Format the lines below as a JSON array of strings, one string per line, with blank lines dropped and the pictures left out.

--- Start of MATERIAL TO PROCESS ---

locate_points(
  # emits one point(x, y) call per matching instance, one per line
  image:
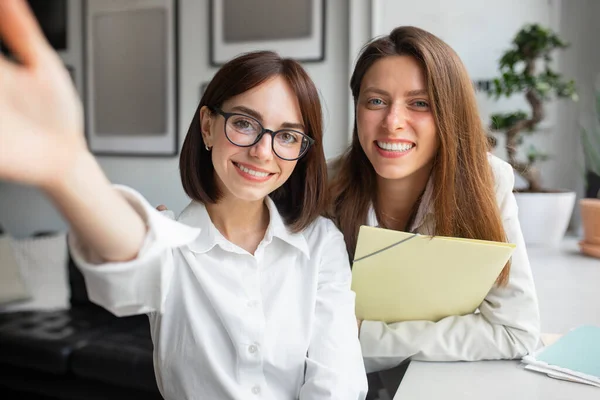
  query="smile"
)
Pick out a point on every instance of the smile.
point(398, 147)
point(252, 173)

--- End of MATERIAL TO PROCESS ---

▶ EXERCISE SOLUTION:
[
  "locate_points(",
  "  # emits one point(x, y) call per matching instance, one per line",
  "  image:",
  "  query=\"smile\"",
  ")",
  "Pick out a point on every instance of the smile.",
  "point(398, 147)",
  "point(252, 173)"
]